* **Short task A**:
Using the passage on pump pressure and volutes, answer these questions:
(i) With which liquids does the slip condition usually apply?
(ii) Which pressure is usually plotted?
(iii) What is the volute mainly there to do?
* **Short task B**: Print the part of the passage on pump pressure and volutes starting at "1) usually the" and ending at "in this relativity.".

-- Begin Page excerpt --

In general gasses or liquids don't have slip condition. This usually applies only with non-newtonian liquids. So you wouldn't have to define the blade wall conditions in that way.

1) usually the pressure is plotted which is the static pressure but then that depends on what you want to show/see. The relative frame plays a role due to the dynamic pressure (whihc is part of the total pressure) relative to the rotating reference frame or not as it contains the velocity which is used in this relativity.

2) Well everywhere is pressure loss and the total pressure loss is the one considered if you want to really see how much energy is lost du to bad geometry design you could say. A volute should also ideally not create any total pressure losses, of course that is impossible. The volute however is not there to convert anything in particlular but to direct the flow mainly. If you have a radial pump you would receive an increase in energy due to the feed of energy by driving the pump rotor. So puttung energy into the flow. But without a volute the flow would leave radial in 360 around the rotor which is something you cannot work with if you need it going into a pipe. For that you would need a volute. Here the volute is basically an intake for the pipe which gathers the flow that leaves the rotor 360 around it into that pipe and ideally with a minimum in losses. Of course you want to have it mostly in dynamic pressure as you want to have some flow in the pipe.

-- End Page excerpt --
-- Begin Stored rows --

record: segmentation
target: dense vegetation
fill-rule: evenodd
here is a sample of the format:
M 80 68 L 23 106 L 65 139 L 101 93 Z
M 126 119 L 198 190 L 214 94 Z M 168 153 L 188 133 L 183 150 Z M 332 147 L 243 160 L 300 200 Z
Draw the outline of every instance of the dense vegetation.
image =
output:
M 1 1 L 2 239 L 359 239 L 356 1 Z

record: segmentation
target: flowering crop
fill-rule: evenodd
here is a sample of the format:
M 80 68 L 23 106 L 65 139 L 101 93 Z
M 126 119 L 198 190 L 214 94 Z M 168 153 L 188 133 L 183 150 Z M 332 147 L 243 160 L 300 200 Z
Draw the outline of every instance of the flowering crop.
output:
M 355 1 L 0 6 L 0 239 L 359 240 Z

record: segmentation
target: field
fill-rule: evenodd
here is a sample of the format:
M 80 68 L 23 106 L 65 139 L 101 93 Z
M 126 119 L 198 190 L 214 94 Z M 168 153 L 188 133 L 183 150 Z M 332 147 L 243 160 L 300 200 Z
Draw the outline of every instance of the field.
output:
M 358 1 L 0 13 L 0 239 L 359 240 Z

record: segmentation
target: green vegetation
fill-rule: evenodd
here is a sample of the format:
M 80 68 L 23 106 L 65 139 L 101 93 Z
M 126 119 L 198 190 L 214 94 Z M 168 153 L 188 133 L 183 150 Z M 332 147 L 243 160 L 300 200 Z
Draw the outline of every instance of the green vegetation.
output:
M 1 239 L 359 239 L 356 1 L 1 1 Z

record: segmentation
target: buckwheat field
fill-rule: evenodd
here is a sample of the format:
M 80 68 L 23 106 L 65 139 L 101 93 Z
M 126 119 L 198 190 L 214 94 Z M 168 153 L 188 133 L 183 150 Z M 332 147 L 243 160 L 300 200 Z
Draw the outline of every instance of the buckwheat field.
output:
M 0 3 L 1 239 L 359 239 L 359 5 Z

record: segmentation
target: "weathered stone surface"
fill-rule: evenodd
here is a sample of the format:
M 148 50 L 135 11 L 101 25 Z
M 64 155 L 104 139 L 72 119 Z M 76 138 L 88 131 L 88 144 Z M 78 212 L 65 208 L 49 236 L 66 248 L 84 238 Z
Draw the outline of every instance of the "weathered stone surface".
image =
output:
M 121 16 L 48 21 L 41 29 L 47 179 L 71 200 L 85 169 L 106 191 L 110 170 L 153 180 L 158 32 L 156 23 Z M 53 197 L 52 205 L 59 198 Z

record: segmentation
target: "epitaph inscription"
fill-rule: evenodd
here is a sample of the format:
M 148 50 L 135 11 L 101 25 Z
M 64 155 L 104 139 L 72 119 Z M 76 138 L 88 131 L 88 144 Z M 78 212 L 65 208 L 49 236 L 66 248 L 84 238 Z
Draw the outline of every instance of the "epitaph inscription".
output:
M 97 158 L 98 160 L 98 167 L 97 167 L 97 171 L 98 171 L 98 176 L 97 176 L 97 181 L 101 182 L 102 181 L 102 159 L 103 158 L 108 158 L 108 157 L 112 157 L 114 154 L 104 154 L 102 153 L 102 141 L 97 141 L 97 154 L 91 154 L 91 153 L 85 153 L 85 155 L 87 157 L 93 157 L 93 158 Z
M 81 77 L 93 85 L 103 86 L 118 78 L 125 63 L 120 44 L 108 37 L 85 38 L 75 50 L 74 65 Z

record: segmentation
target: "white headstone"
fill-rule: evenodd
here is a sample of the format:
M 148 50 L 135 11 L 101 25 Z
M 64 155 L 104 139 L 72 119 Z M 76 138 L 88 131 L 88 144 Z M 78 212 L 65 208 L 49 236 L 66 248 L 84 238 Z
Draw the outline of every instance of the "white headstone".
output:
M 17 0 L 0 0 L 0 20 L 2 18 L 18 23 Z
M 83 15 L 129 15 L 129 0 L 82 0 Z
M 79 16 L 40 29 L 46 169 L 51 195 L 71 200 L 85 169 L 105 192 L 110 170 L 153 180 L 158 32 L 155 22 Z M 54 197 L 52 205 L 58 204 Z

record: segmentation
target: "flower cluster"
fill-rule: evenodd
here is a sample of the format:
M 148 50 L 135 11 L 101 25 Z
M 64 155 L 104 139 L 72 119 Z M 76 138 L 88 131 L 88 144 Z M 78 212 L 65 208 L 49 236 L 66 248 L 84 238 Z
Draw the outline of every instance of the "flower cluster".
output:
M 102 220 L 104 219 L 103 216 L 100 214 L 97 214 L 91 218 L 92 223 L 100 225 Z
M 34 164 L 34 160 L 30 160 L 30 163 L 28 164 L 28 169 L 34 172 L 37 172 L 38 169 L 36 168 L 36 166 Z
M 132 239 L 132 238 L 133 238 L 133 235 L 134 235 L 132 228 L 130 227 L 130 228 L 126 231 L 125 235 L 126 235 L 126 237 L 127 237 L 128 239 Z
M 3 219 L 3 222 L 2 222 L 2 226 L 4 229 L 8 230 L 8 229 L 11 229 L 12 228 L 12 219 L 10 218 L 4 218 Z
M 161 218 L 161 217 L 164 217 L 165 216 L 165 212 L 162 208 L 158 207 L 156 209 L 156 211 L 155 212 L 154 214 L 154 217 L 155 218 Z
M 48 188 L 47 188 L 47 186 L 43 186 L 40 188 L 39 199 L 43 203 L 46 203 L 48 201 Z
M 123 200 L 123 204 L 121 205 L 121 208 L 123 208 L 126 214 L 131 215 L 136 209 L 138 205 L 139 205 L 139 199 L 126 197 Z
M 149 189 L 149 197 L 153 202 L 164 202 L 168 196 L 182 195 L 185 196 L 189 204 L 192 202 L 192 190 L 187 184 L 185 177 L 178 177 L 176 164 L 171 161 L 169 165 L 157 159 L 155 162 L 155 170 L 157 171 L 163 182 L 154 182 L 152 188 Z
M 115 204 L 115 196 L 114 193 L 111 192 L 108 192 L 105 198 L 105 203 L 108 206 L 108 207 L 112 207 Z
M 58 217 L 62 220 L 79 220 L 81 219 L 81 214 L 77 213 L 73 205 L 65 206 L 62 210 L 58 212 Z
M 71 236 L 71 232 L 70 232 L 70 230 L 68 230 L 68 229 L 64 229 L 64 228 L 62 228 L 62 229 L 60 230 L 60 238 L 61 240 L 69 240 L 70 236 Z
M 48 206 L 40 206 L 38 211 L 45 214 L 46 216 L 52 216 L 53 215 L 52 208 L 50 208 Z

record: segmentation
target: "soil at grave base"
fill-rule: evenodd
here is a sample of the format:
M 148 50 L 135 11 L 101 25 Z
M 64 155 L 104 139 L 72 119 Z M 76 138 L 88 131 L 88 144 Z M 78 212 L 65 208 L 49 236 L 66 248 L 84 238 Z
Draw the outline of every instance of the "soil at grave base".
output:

-- End Stored rows --

* **Correct result A**:
(i) Non-newtonian liquids.
(ii) The static pressure.
(iii) To direct the flow.

* **Correct result B**:
1) usually the pressure is plotted which is the static pressure but then that depends on what you want to show/see. The relative frame plays a role due to the dynamic pressure (whihc is part of the total pressure) relative to the rotating reference frame or not as it contains the velocity which is used in this relativity.